==== TASK DATA

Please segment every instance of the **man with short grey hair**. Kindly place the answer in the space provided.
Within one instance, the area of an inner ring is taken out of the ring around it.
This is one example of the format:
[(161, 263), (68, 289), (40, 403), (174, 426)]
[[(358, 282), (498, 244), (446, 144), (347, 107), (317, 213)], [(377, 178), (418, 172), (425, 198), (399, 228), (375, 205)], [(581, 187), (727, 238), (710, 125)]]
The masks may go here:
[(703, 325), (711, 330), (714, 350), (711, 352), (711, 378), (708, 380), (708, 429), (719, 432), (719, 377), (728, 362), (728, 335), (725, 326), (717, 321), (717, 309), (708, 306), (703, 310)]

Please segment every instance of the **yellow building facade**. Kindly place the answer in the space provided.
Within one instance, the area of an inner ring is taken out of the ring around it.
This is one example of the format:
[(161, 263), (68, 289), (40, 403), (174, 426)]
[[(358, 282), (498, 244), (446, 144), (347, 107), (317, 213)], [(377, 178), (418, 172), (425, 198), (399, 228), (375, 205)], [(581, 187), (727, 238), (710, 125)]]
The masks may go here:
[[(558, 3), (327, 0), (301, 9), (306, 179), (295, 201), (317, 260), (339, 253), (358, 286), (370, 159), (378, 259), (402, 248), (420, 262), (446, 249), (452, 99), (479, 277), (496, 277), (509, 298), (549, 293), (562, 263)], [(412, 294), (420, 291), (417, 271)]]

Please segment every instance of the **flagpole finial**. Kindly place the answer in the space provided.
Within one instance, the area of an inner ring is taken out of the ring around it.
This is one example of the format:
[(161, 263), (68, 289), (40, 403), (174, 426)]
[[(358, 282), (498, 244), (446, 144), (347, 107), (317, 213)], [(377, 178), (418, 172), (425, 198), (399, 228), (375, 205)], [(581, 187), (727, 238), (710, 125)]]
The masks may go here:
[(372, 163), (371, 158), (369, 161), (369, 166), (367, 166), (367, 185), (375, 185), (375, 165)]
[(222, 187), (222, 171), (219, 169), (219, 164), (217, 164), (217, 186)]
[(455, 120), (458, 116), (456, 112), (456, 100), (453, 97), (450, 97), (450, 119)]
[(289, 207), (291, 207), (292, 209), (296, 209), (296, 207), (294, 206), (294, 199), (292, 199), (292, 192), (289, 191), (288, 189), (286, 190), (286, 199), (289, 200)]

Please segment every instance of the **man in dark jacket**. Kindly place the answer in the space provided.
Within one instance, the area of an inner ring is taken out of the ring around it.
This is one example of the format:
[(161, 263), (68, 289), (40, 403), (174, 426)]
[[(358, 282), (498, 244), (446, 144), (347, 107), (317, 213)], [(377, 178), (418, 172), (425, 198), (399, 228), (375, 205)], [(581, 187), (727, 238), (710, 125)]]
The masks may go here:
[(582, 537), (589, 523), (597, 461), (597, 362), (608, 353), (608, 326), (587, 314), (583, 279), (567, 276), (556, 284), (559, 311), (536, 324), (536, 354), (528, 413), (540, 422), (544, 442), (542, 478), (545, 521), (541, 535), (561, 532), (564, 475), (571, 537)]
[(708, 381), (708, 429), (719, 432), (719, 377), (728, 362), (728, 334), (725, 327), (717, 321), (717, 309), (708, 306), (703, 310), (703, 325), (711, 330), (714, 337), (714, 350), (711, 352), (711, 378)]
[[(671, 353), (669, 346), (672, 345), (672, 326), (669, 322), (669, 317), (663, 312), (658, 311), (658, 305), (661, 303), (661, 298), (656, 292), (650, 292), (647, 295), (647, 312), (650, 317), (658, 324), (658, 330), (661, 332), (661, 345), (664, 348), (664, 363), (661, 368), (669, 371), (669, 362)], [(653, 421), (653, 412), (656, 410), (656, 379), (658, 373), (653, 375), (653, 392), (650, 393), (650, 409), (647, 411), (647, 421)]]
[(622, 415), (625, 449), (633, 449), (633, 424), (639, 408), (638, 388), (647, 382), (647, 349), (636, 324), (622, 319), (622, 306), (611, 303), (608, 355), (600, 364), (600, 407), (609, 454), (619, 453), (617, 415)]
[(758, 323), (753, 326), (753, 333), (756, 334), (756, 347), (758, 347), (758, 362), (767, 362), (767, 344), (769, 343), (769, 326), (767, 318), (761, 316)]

========

__INSTRUCTIONS FOR THE TASK__
Start to finish, transcribe the listing above exactly.

__RESPONSE__
Please segment every instance of the **man with short grey hair**. Kindly place the answer in the space provided.
Within one instance, the area of an inner ring is taken out of the ring around it.
This is one example of the format:
[(161, 263), (68, 289), (40, 403), (174, 426)]
[[(358, 282), (498, 244), (446, 144), (347, 107), (317, 213)], [(377, 178), (418, 172), (425, 198), (399, 228), (375, 205)], [(581, 187), (727, 238), (710, 125)]]
The masks may go here:
[(703, 325), (711, 330), (714, 350), (711, 352), (711, 378), (708, 380), (708, 429), (719, 432), (719, 377), (728, 362), (728, 335), (725, 326), (717, 321), (717, 309), (708, 306), (703, 310)]

Please segment every instance of the **yellow building facade**. Kindly place the answer in the space provided.
Within one instance, the area of an inner ring is taken out of the ring around it.
This is one example of the format:
[(161, 263), (68, 289), (40, 403), (174, 426)]
[[(358, 282), (498, 244), (446, 144), (347, 107), (317, 213)], [(377, 178), (418, 172), (425, 198), (399, 228), (375, 205)], [(581, 187), (727, 238), (710, 125)]]
The masks may go here:
[[(558, 3), (327, 0), (301, 9), (306, 179), (295, 201), (317, 260), (339, 253), (358, 286), (370, 159), (378, 259), (402, 248), (420, 262), (446, 249), (452, 99), (479, 277), (496, 277), (509, 298), (549, 293), (562, 263)], [(412, 294), (420, 291), (417, 271)]]

Please segment every instance of the **flagpole finial**. Kindly place the answer in the space provided.
Within one instance, the area of an inner ring is taken out of the ring around it.
This is one example of the format:
[(161, 263), (68, 289), (40, 403), (174, 426)]
[[(358, 282), (498, 244), (446, 144), (347, 107), (317, 213)], [(377, 178), (418, 172), (425, 198), (399, 228), (375, 205)], [(581, 187), (727, 238), (710, 125)]]
The masks may go here:
[(372, 163), (371, 158), (369, 161), (369, 166), (367, 166), (367, 185), (375, 185), (375, 165)]
[(222, 187), (222, 171), (219, 169), (219, 164), (217, 164), (217, 186)]
[(455, 120), (458, 116), (456, 112), (456, 100), (453, 97), (450, 97), (450, 119)]
[(289, 207), (291, 207), (292, 209), (296, 209), (296, 207), (294, 206), (294, 199), (292, 199), (292, 192), (289, 191), (288, 189), (286, 190), (286, 199), (289, 200)]

Please segment every instance of the **man in dark jacket**. Kindly place the answer in the space provided.
Within one instance, the area of an inner ring is taken out of the ring around it.
This is one example of the format:
[(161, 263), (68, 289), (40, 403), (174, 426)]
[[(358, 282), (498, 244), (446, 144), (347, 107), (317, 213)], [(377, 178), (418, 172), (425, 198), (399, 228), (375, 205)], [(581, 187), (727, 238), (710, 125)]]
The masks may go here:
[(582, 537), (589, 523), (597, 461), (597, 362), (608, 353), (608, 326), (587, 314), (583, 279), (567, 276), (556, 284), (559, 311), (536, 324), (536, 354), (528, 413), (540, 422), (544, 442), (542, 478), (545, 521), (541, 535), (561, 532), (564, 475), (571, 537)]
[(708, 381), (708, 429), (719, 432), (719, 377), (728, 362), (728, 334), (725, 327), (717, 321), (717, 309), (708, 306), (703, 310), (703, 325), (711, 330), (714, 337), (714, 350), (711, 352), (711, 378)]
[[(671, 353), (669, 346), (672, 345), (672, 326), (669, 322), (669, 317), (663, 312), (658, 311), (658, 305), (661, 303), (661, 298), (656, 292), (650, 292), (647, 295), (647, 312), (650, 317), (658, 324), (658, 330), (661, 332), (661, 345), (664, 348), (664, 363), (661, 368), (669, 371), (669, 362)], [(653, 421), (653, 412), (656, 410), (656, 379), (658, 373), (653, 375), (653, 392), (650, 393), (650, 409), (647, 411), (647, 421)]]
[(622, 415), (625, 449), (633, 449), (633, 424), (639, 408), (638, 388), (647, 382), (647, 349), (636, 324), (622, 319), (622, 306), (611, 303), (608, 355), (600, 364), (600, 407), (609, 454), (619, 453), (617, 415)]
[(758, 323), (753, 326), (753, 333), (756, 334), (756, 347), (758, 347), (758, 362), (767, 362), (767, 344), (769, 343), (769, 326), (767, 318), (761, 316)]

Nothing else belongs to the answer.